◆ Entries shown:
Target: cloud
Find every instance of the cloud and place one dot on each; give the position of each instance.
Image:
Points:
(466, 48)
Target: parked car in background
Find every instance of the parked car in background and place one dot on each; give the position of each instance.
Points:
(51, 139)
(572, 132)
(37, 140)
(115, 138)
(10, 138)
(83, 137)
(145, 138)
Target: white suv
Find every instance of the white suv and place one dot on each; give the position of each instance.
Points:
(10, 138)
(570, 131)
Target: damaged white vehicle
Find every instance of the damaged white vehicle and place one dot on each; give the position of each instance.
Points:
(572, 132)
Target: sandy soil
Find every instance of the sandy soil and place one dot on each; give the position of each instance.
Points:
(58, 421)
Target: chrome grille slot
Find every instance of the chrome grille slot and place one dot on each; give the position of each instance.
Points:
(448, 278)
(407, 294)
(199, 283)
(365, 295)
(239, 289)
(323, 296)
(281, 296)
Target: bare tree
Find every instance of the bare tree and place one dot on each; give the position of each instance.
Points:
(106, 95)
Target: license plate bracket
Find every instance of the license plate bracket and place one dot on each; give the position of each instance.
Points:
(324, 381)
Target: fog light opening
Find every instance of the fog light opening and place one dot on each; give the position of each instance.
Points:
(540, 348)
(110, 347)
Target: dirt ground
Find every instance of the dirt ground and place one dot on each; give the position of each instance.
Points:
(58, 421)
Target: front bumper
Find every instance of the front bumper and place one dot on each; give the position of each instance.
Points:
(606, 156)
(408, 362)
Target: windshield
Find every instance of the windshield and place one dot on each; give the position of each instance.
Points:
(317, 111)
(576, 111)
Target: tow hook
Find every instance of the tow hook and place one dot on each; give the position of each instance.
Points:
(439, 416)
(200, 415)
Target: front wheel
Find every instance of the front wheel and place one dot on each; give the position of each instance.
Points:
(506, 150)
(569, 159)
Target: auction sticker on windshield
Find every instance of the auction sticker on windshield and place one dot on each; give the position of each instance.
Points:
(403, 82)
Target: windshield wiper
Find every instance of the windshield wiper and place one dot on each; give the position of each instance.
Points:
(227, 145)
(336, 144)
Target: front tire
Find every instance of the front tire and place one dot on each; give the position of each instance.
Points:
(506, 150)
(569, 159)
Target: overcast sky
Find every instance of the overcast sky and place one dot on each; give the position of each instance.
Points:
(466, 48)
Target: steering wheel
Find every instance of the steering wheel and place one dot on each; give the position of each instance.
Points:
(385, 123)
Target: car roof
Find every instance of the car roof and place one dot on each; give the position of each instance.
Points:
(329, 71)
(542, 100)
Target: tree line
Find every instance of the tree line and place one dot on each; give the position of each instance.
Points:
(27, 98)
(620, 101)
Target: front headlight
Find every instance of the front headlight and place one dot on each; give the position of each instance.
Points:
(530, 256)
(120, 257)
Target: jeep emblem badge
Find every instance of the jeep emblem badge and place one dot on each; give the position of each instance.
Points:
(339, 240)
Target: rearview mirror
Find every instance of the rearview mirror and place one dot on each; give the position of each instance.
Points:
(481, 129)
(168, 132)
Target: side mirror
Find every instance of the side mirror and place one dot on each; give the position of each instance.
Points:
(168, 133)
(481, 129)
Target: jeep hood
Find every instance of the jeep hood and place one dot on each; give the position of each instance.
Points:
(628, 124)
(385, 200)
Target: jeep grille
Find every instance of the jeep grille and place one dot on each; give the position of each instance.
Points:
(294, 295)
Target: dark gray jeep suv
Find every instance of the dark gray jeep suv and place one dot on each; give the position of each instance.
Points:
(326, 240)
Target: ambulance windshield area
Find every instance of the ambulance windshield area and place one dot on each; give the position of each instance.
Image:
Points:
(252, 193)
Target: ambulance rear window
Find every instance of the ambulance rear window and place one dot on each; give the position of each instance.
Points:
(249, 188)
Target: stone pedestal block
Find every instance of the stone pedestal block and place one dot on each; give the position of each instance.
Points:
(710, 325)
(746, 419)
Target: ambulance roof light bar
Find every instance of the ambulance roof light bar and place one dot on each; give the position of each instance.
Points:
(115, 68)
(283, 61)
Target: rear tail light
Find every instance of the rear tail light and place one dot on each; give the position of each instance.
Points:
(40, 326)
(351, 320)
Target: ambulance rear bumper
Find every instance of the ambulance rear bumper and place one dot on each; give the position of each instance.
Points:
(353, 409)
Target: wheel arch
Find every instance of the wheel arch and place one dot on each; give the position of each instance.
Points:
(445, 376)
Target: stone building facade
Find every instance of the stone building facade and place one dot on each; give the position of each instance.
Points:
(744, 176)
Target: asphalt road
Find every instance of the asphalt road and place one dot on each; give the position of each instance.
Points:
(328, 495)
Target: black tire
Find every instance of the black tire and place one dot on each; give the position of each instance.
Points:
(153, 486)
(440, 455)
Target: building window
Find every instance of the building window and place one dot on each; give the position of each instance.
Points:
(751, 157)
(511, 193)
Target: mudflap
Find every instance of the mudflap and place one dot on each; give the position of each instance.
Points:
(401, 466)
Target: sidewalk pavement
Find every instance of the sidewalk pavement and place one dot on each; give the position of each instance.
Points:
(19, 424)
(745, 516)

◆ Exercise objective:
Set down the entries verbatim, leaving none out.

◆ Answer to the problem:
Target: cloud
Find every instance of the cloud and place one dot on each; give the position of each instance.
Image:
Points:
(466, 48)
Target: parked car in background
Find every instance of the parked car in background and place one dot on each; give the position of each instance.
Points:
(51, 139)
(572, 132)
(37, 140)
(115, 138)
(10, 138)
(83, 137)
(145, 138)
Target: white suv
Find every instance of the white suv and place one dot on each; give the position of each instance.
Points:
(10, 138)
(570, 131)
Target: damaged white vehicle
Find every instance of the damaged white vehicle and place one dot on each; give the position of each instance.
Points:
(572, 132)
Target: sandy soil
Find every instance of the sandy soil and place one dot on each; give the position of each instance.
Points:
(58, 421)
Target: chrome grille slot
Find every instance of the chrome grille slot and place one dot on each; give the position of each instance.
Points:
(448, 278)
(407, 294)
(199, 283)
(365, 295)
(239, 289)
(323, 296)
(281, 296)
Target: bare tree
Find every instance of the bare tree and place one dot on each; give the position of each instance.
Points:
(106, 95)
Target: license plate bracket
Find every instance of the license plate bracket and place one dot on each; give the position of each instance.
Points:
(324, 381)
Target: fog light opening
Find every instance of the fog light opening and place one dot on each; give the position of each instance.
Points:
(540, 348)
(110, 347)
Target: dirt ground
Find every instance of the dirt ground and place one dot on each; give the position of each instance.
Points:
(58, 421)
Target: front bumper
Find every instance of the front bumper and place one dot on each; give the position of each instance.
Points:
(606, 156)
(408, 362)
Target: windshield
Find every instance of the windshield and place one dot on each; give the position of each instance.
Points:
(317, 111)
(576, 111)
Target: tow hook
Find every instance of the tow hook and place one dot on each; give the position of each instance.
Points:
(439, 416)
(200, 415)
Target: front wheel
Find every instance of the front wheel and place one dot on each; give the position of each instance.
Points:
(506, 150)
(569, 159)
Target: auction sticker on windshield
Find every instance of the auction sticker on windshield and place one dot on each; give the position of each instance.
Points:
(403, 82)
Target: windshield wiper
Find every instance of the windshield wiper and place one dot on each; give the position of each instance.
Points:
(227, 145)
(336, 144)
Target: front tire
Find every instance of the front tire and place one dot on each; give the position of each instance.
Points:
(506, 150)
(569, 159)
Target: overcast sky
Find every instance of the overcast sky and place one dot on each; give the position of each instance.
Points:
(466, 48)
Target: steering wheel
Find every instance of the steering wheel and place one dot on each; give the position of each instance.
Points:
(385, 123)
Target: car roof
Find every instance of the car roof and place one dot on each; give the position of each instance.
Points:
(329, 71)
(542, 100)
Target: tree line
Find every instance of the tree line and place one dot on each; give the position of each instance.
Points:
(27, 98)
(620, 101)
Target: front headlight
Find every instance of the front headlight and place one dot on each; give the position of each instance.
Points:
(530, 256)
(120, 257)
Target: jeep emblem badge
Find every instance of the jeep emblem badge and place one dot on each; give the position of each instance.
Points:
(339, 240)
Target: rearview mirror
Find every instance of the rearview mirror and place one dot on each; give the position of each instance.
Points:
(481, 129)
(168, 132)
Target: side mirror
Find every instance of the side mirror and place one dot on each; give the position of each instance.
Points:
(168, 133)
(481, 129)
Target: jeep hood
Find every instance of the jeep hood and place one dot on each; give the position of each instance.
Points:
(628, 124)
(385, 200)
Target: jeep grille
Find every instance of the jeep grille and place one dot on each; give the position of each instance.
Points:
(294, 295)
Target: dark gray jeep suv
Find every instance of the dark gray jeep suv and place one dot on each; give the position of each instance.
Points:
(326, 240)
Target: ambulance windshield area
Find every instance of the ambulance windshield area and place one dot on each; give the position of each instance.
Image:
Points:
(252, 193)
Target: ambulance rear window
Find every instance of the ambulance rear window and place one dot on each; give the position of each instance.
Points:
(249, 188)
Target: stone pedestal block
Find every instance of the stone pedestal block and place one dot on each; give the position of each instance.
Points:
(710, 325)
(746, 419)
Target: ambulance roof light bar
Find every instance of the ambulance roof light bar and place one dot on each; give the position of each instance.
Points:
(115, 68)
(283, 61)
Target: rear tail light
Find every instance of the rear tail light and place one dot on each; give the position of each instance.
Points:
(40, 326)
(351, 320)
Target: ambulance rear bumper
Find every instance of the ambulance rear bumper and place one dot on each; give the position of each instance.
Points:
(353, 409)
Target: wheel arch
Find every instance of the wheel arch and place one dot on each; give the position of each instance.
Points:
(445, 376)
Target: stone building facade
Find every instance of the stone building facade and place one dot on each; give the position of each instance.
Points:
(744, 176)
Target: asphalt road
Find every instance of the asphalt road and place one dot on each; give the position of each instance.
Points:
(328, 495)
Target: black tire
Find every instance of the black tire and place one dot on each; give the position of each instance.
Points:
(153, 486)
(440, 455)
Target: building window
Find every instance of the building window and place one dot on each; give the position of each instance.
Points:
(751, 157)
(511, 193)
Target: mudflap
Find every instance of the mudflap and place one dot on each; give the position of each instance.
Points:
(401, 466)
Target: sidewalk pavement
Find every instance of the sidewalk pavement and place one dot on each; give the position of each instance.
Points:
(19, 424)
(745, 516)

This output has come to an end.